*WHAT THE TASK ASKS*: Copy every one of the records below without changing a single character.

*RECORDS PROVIDED*:

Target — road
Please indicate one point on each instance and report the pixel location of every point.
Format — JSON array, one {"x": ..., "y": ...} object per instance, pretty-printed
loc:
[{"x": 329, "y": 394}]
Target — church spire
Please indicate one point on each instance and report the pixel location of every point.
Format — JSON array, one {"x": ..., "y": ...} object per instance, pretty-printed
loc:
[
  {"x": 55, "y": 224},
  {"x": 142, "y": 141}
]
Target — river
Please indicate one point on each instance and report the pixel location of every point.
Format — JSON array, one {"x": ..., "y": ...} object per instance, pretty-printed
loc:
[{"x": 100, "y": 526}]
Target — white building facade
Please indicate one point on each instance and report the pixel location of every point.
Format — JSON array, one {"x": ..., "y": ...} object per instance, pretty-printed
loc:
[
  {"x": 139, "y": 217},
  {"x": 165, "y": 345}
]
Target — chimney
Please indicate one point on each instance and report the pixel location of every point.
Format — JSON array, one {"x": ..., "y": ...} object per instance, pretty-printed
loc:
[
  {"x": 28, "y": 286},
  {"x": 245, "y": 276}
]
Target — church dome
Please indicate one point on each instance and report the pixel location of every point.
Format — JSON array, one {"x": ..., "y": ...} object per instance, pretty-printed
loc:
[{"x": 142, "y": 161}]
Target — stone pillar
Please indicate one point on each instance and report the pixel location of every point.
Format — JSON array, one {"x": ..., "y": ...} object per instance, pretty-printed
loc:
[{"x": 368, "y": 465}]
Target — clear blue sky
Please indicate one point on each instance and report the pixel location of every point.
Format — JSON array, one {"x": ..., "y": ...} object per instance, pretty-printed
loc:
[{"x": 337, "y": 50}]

*EXERCISE SOLUTION*:
Target — road
Please indicate one point on each instance and report the pixel location of every point.
Format — JSON array, one {"x": ..., "y": ...} object per instance, pretty-printed
loc:
[{"x": 329, "y": 394}]
Target — church spire
Please indicate one point on each instance and report the pixel location of every point.
Format — JSON array, one {"x": ..., "y": ...} object per instance, pretty-printed
loc:
[
  {"x": 55, "y": 224},
  {"x": 142, "y": 141}
]
Target — river
Please indicate one point on each instance and report the pixel location of every point.
Format — JSON array, one {"x": ..., "y": ...} object per instance, pretty-printed
loc:
[{"x": 100, "y": 526}]
Target — white building facade
Please indicate one point on each instance and report the pixel location of every point.
Format — JSON array, one {"x": ..., "y": ...} object per instance, pretty-printed
loc:
[
  {"x": 139, "y": 217},
  {"x": 165, "y": 345}
]
Target — chimney
Please indicate one point on each instance and report the pixel location of every point.
Format — JSON array, one {"x": ..., "y": ...} object per instance, pretty-printed
loc:
[
  {"x": 28, "y": 286},
  {"x": 245, "y": 276}
]
Target — church dome
Please indicate one point on each instance and report the pixel location of every point.
Format — JSON array, one {"x": ..., "y": ...} object per instance, pretty-printed
loc:
[{"x": 142, "y": 161}]
Target — stone pillar
Please indicate one point on each instance and report the pixel location of every point.
Format — JSON array, one {"x": ..., "y": ...} object per instance, pretty-printed
loc:
[{"x": 368, "y": 465}]
Target — clear blue sky
Please indicate one point on each instance and report the pixel location of every point.
Format — JSON array, one {"x": ..., "y": ...} object per instance, pretty-printed
loc:
[{"x": 337, "y": 50}]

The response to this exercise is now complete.